Extrait fourni
'''
La Révolution doit concerner… la gestion de l’eau aussi :

A l’heure où notre pays accomplit sa magnifique Révolution, la gestion et la gouvernance de l’eau doivent être repensées. L’eau dans les sociétés modernes fait face à deux défis majeurs : l’accès à l’eau potable et la préservation de la qualité de l’eau. Il est essentiel et urgent de doter tous les Tunisiens, où qu’ils habitent, de l’eau potable et d’un assainissement correct. Il s’agit là d’un investissement nécessaire. Le Financial Times du 20 octobre 2008, note qu’« un dollar dépensé pour l’eau et l’assainissement rapporte un retour sur investissement de 8 à 10 dollars ». De plus, la moitié des emplois dans le monde dépendent de l’eau. Notons aussi que l’adage médical affirme que « l’homme boit 80% de ses maladies » et le Dr Halfan Mahler, ancien directeur général de l’OMS, disait que « le nombre de robinets par millier de personnes deviendra un meilleur indicateur de santé que le nombre de lits d’hôpitaux. » et le Dr Mahmoud El Materi réclamait, dès 1931, que l’Etat mette l’eau à disposition de tous les Tunisiens, « indistinctement ». Il faudrait, par exemple, que les municipalités et la société civile s’impliquent dans cette gestion et procèdent à des analyses régulières de l’eau potable, par des laboratoires indépendants, pour les microorganismes et les contaminants chimiques (métaux lourds, pesticides, nitrates, résidus de médicaments qui deviennent un vrai problème avec le vieillissement de la population…). La démocratie doit aussi faire son entrée dans les associations d’irrigants et pour faire cesser certaines pratiques préjudiciables à l’économie et à l’environnement comme on le voit par exemple au Jérid. Il faut enfin éduquer la population pour qu’elle économise l’eau et il faut combattre sans relâche les fuites. Ce qui hélas n’est pas toujours fait par la SONEDE et les utilisateurs. Prenons exemple sur Tokyo, Lausanne, les capitales scandinaves où les pertes sont maintenues à 3% ! Mais l’eau potable ne doit pas nous faire perdre de vue l’assainissement et son importance. Souvenons-nous : l’épidémie mondiale de grippe aviaire de 2004 partie d’Asie est due à la fuite d’une toilette située au 7ème étage d’un immeuble de Hong Kong !
'''
Consigne de travail A
D'après l'extrait sur la gestion de l'eau, à quel niveau les pertes sont-elles maintenues à Tokyo, à Lausanne et dans les capitales scandinaves ?
Consigne de travail B
Rédigez la suite de l'extrait sur la gestion de l'eau en Tunisie, en partant de sa dernière phrase.
Les enregistrements forment un matériau distinct de l'extrait sur la gestion de l'eau.

Enregistrements extraits
'''
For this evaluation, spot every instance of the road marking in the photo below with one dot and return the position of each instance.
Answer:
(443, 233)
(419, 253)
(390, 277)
'''
Réponse attendue A
Les pertes y sont maintenues à 3 %.

Réponse attendue B
Un proverbe anglo-saxon dit crûment : « Water flows uphill to money » (L’eau suit sa pente et remonte vers l’argent). Pour l’immense majorité des pays en développement où la question de l’eau se pose, on pourrait étendre à cette ressource ce que dit des famines le Prix Nobel d’économie Amartya Sen : « Les famines ne sont pas le résultat du manque de nourritures mais de démocratie. Car la liberté d’opinion et la presse obligent les pouvoirs politiques à rendre des comptes et à agir. »

En mars prochain, à Marseille, se tiendra le 6ème Forum Mondial de l’Eau qui réunira les experts de 190 pays. La société civile sera aussi présente dans une manifestation parallèle : le FAME pour défendre l’idée que l’eau est un bien commun qui doit échapper aux manipulations du marché. Notre nouveau gouvernement doit réaliser que la manifestation qui aura lieu de l’autre côté de la mer est capitale pour l’avenir et le devenir de la ressource dans notre pays et partant, pour nos jeunes et pour la démocratie en Tunisie.